SOURCE DOCUMENT »
START
A 21-year-old Texan named Josten Bundy recently faced court charges for assaulting his girlfriend’s ex with a belt buckle. The defendant claims that the former boyfriend had made some hurtful remarks about the girl, but if you ask me, he was probably just trying to prove that he’s a tough guy, despite the face that his name is “Josten Bundy.” I mean, who doesn’t say bad shit about their ex? Do we all deserve a beating, too?

The judge gave Bundy a choice between fifteen days in jail, or writing bible verses and marrying his girlfriend. I know what you’re thinking, and the answer is yes, this is real life. And yes, our boy Josten opted to marry his girlfriend.

I don’t understand how this judge got away with such a bogus sentence. He’s treating the defendant like he’s his 13-year-old son who just got caught smoking cigarettes in the garage. How the hell is marrying a 19-year-old (that’s right, his girlfriend is nineteen fucking years old) going to help him learn not to assault people? That’s like arresting someone for shoplifting and then having them work at the store they stole from. It’s awkward.
END
TASK INPUT »
START
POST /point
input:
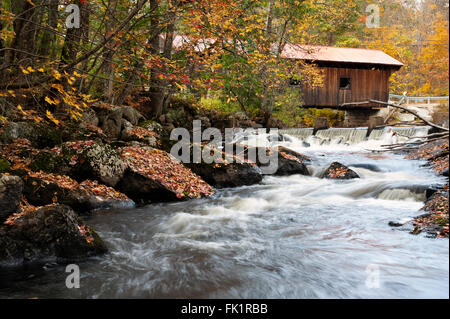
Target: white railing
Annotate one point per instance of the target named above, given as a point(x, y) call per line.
point(418, 99)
END
PROBLEMS TO WORK ON »
(1) Gather every line of the records that contains the string "point", matching case exactly.
(2) Pick up the piece about the judge's marriage sentence and keep writing from its last sentence.
The text and the records come from separate, unrelated sources.

OUTPUTS IN ORDER »
(1)
POST /point
Annotate one point per instance of the target named above, given as a point(x, y) call per line.
point(418, 99)

(2)
Bundy’s girlfriend noted that the whole scenario “wasn’t the wedding she wanted.” To be honest, if I were the dude, I would’ve chosen jail. Fifteen days is nothing, and if I timed the attack just right, I could be reading Twilight in a cot right now instead of working my ass off for recruitment. I just hope the couple holds off on having kids for awhile. This whole thing is a terribly uncomfortable story for them to have to tell little Josten Jr. when he asks his parents about how Daddy Bundy proposed.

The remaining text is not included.